▶ [RECORDS]

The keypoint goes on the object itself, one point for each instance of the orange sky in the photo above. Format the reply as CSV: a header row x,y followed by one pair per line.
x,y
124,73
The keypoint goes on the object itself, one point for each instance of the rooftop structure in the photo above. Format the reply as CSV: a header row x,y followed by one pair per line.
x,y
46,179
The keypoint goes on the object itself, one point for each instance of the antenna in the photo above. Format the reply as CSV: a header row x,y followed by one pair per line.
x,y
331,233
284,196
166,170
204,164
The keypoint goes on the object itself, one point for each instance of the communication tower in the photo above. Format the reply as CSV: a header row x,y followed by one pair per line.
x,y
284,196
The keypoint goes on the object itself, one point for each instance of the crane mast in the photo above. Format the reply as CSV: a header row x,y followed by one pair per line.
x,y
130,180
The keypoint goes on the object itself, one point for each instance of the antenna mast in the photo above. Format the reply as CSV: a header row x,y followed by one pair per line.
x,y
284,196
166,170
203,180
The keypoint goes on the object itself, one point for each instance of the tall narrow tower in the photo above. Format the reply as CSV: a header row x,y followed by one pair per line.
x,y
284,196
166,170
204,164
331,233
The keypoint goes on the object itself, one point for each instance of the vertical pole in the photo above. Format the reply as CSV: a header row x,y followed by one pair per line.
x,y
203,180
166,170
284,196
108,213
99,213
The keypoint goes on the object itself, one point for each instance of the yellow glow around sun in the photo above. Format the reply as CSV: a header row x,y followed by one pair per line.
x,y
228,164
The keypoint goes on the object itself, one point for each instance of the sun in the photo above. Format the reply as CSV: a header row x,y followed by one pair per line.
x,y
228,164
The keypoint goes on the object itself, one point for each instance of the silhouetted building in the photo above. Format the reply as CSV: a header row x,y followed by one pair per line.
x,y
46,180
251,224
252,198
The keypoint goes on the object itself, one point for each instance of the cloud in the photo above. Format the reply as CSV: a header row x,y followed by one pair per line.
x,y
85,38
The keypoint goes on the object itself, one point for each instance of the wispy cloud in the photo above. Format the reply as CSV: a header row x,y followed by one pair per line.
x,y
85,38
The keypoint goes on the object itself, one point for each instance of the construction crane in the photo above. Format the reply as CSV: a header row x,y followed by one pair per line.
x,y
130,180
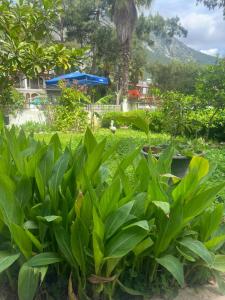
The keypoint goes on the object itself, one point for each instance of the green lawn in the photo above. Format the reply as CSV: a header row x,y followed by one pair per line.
x,y
130,139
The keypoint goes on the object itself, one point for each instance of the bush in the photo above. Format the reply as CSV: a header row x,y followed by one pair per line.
x,y
70,113
35,127
64,215
199,122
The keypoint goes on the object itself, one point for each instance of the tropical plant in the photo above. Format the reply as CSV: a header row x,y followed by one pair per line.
x,y
26,46
69,113
125,16
61,212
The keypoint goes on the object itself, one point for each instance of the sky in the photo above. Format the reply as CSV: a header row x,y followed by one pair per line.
x,y
206,28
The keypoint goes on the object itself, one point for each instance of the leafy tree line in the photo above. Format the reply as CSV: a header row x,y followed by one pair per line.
x,y
115,34
26,43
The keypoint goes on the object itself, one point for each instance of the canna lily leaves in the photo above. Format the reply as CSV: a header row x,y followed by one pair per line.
x,y
50,219
56,178
198,248
6,260
79,242
118,218
124,242
164,206
110,198
22,240
215,242
44,259
28,282
219,263
144,245
174,266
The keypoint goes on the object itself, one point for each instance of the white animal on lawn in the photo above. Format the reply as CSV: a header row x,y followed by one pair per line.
x,y
112,127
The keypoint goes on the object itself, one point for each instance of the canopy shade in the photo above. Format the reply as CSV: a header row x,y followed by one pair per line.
x,y
80,78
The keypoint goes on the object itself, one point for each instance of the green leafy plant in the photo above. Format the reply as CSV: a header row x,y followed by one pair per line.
x,y
70,113
62,213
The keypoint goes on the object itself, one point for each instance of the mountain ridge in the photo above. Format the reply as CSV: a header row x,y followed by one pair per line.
x,y
164,50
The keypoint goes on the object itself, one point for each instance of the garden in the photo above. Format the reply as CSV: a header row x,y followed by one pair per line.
x,y
113,206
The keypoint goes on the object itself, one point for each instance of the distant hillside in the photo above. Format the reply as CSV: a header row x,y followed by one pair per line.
x,y
165,50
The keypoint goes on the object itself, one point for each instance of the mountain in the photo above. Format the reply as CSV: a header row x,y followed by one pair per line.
x,y
165,49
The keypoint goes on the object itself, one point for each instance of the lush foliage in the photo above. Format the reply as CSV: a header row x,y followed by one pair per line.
x,y
69,113
63,213
26,46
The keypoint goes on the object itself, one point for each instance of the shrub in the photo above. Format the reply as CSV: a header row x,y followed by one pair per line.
x,y
70,113
61,212
199,124
121,119
156,121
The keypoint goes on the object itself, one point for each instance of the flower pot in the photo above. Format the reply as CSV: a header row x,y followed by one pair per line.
x,y
179,164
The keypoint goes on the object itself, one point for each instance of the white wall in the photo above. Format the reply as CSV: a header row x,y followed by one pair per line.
x,y
26,115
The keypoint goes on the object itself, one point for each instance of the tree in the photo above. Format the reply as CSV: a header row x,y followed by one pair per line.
x,y
211,89
125,16
26,46
212,4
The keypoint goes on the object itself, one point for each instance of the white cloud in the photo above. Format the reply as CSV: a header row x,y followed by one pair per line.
x,y
206,29
213,52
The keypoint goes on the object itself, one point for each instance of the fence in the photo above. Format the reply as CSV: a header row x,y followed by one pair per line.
x,y
102,108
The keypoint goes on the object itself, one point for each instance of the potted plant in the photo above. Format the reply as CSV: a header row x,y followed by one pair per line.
x,y
183,151
181,158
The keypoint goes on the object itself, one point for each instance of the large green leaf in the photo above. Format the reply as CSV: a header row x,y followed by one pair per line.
x,y
79,242
21,239
215,243
89,141
118,218
198,248
164,206
9,207
124,242
187,188
219,263
6,260
44,259
142,246
174,266
63,242
210,221
56,178
98,236
95,158
109,200
28,282
200,202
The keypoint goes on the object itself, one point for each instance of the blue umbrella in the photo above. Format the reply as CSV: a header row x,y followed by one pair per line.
x,y
80,78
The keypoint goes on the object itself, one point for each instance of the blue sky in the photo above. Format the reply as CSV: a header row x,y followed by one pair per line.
x,y
206,29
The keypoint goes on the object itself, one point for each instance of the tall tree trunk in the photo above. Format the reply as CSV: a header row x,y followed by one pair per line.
x,y
124,72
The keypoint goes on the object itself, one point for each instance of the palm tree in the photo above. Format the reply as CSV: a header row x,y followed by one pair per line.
x,y
125,14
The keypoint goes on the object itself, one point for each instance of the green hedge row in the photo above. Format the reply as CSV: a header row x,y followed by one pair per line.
x,y
195,122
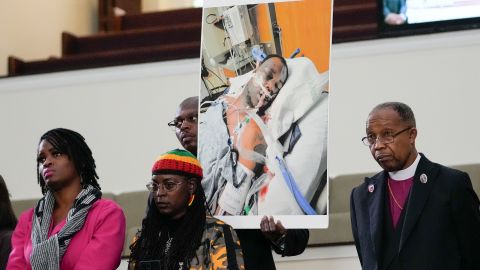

▶ [TASK DESCRIPTION] Add 108 to every x and y coordinate value in the answers, and write all the lines out again, beginning at the line that has "the green hedge" and stopping after the last line of the records. Keep every other line unchanged, and leave the pictures out.

▶ [REPLY TO THE TASK]
The keypoint goes on the object itself, one point for each instance of the green hedge row in the photo above. Format the reply as CSV: a header row x,y followed by one pair per line.
x,y
303,230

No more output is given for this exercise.